» Assignment:
Transcribe each record exactly; skip any picture.

» Data records:
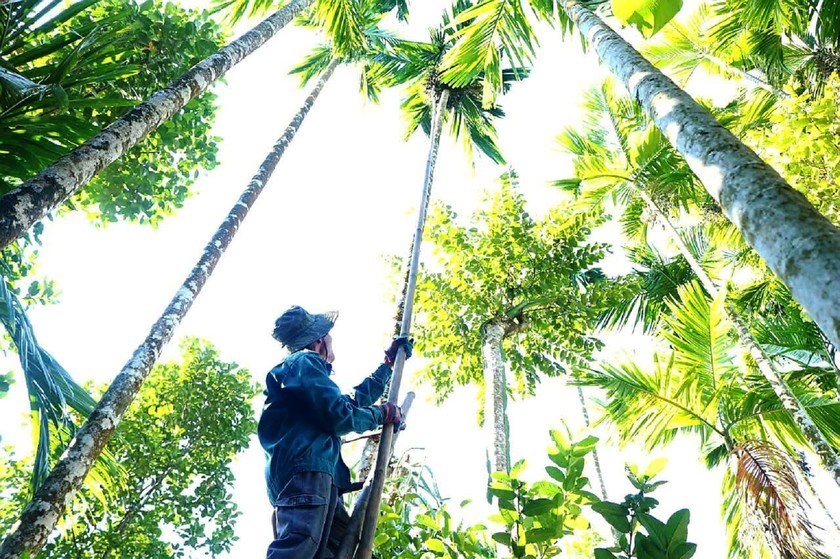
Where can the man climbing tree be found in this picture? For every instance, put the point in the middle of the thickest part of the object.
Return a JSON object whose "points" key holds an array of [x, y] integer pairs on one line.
{"points": [[302, 421]]}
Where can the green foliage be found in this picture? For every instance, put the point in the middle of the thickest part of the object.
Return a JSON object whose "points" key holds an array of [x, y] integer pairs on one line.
{"points": [[70, 75], [176, 443], [639, 533], [415, 522], [648, 16], [417, 66], [801, 143], [536, 277], [52, 391], [535, 517]]}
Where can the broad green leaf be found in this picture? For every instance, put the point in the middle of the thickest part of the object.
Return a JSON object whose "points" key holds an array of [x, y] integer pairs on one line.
{"points": [[655, 467], [436, 545], [648, 16], [537, 507]]}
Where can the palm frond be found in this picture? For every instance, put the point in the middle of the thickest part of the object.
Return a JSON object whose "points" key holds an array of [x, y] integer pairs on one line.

» Worked solution:
Where can the man climbing tree be found in this picture? For every instance, put the point in the middle of the thickest part of the object.
Return a JSON object whose "points" key holds an array of [x, y] integer pairs on one line.
{"points": [[302, 421]]}
Where can the green foliage be found in this picture? For every instance, put the point in the middle of the thickest part of the object.
Return a JSON object whose "points" key holds an array of [x, y] integer pairs on one line.
{"points": [[70, 75], [176, 443], [639, 533], [415, 522], [648, 16], [417, 66], [801, 143], [536, 277], [52, 391], [535, 517]]}
Where can the broad green leaf be found in this picture? For every instance, put the point in the middle of the thickest part of the object.
Return a JSON object whose "points" key holds an array of [x, y] integer pairs on one line.
{"points": [[655, 467], [436, 545], [648, 16], [537, 507]]}
Where can the palm frond be found in this picture? For every instance, put the point in the middle of the thickest part of the object.
Return a JSON object whose "points" key holds an array of [x, y] integer pairs on one line.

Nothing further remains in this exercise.